Source records
# # # #

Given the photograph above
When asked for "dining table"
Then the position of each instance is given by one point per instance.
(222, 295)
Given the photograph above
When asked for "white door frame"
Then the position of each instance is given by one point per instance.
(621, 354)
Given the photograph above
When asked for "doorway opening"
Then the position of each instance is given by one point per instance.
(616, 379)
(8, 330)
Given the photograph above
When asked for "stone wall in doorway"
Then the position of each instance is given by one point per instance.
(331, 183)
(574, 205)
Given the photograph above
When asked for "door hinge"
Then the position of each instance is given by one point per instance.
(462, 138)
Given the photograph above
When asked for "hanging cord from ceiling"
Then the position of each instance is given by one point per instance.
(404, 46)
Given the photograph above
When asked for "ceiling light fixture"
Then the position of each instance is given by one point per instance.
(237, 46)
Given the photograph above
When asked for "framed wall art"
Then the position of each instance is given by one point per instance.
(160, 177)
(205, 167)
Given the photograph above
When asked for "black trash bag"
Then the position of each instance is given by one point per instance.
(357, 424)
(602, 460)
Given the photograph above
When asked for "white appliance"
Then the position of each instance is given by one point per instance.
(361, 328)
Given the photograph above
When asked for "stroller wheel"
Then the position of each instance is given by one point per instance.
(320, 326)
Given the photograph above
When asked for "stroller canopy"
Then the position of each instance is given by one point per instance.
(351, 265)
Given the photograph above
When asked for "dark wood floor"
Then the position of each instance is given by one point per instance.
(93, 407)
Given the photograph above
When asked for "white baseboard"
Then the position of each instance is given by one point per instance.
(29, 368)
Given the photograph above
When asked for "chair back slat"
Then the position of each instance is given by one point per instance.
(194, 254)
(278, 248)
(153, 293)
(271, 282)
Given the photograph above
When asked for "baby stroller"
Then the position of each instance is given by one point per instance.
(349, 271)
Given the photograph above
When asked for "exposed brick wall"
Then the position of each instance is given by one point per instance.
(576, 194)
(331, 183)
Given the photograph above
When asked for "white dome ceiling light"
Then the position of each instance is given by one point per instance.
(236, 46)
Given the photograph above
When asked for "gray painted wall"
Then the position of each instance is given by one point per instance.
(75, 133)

# # # #

Reproduce each line verbatim.

Result for this task
Given the photograph above
When asked for "dining table"
Then the position of each instance is given by one point per instance.
(222, 295)
Given the photograph above
When asked for "white door frame"
Then the position of each instance is given by one point per instance.
(621, 354)
Given the photograph above
When asked for "doorway opening"
Then the position of each instance is given by one point per instance.
(616, 379)
(8, 330)
Given the photograph above
When asked for "stone wall in doorway"
Then the position of each instance is given by one point per instance.
(331, 183)
(574, 205)
Given the photograph above
When asked for "door hinge"
Then the position of each instance is given by one point per instance.
(462, 138)
Given the photograph above
When asked for "hanging cord from ceiling"
Then the position of each instance is given by one point per instance.
(404, 46)
Given the photograph above
When asked for "ceiling light fixture"
Then the position of each instance is given by one point per instance.
(237, 46)
Given the photograph above
When asked for "framed wall art"
Then the position of each instance is given by one point per instance.
(160, 177)
(205, 167)
Given the photograph above
When asked for "black trash bag"
Then the position of each instance is given by one point per instance.
(357, 424)
(602, 460)
Given the photograph above
When asked for "white appliance"
Then the position of each instance is given by one point per instance.
(361, 328)
Given the photograph above
When asked for "stroller wheel"
Then the position of each instance is given by one point per instance.
(320, 326)
Given the photograph above
When asked for "stroller canopy"
Then the position of each instance is given by one point per instance.
(351, 265)
Given the photograph above
When asked for "dark wood floor"
Then the position of each instance is given by one point per instance.
(93, 407)
Given the photograph above
When asked for "white baseboard"
Then the position of each instance is given by one point per instance.
(29, 368)
Given the photograph above
When asked for "chair back slat"
Then the position of each instance is given by one point per instance.
(194, 254)
(278, 248)
(153, 293)
(271, 282)
Given the photograph above
When asked for "baby stroller"
Then the position of each instance is given by one point per instance.
(349, 271)
Given the photograph above
When asked for "exposed brick wall"
Then the position of each instance is given by one point per instance.
(576, 194)
(331, 183)
Given the photograph above
When asked for "white dome ceiling light"
Then the position of each instance is given by one point per instance.
(236, 46)
Given the photograph above
When asked for "gray painted wall"
Then the position of each instance is given by one point per instance.
(75, 133)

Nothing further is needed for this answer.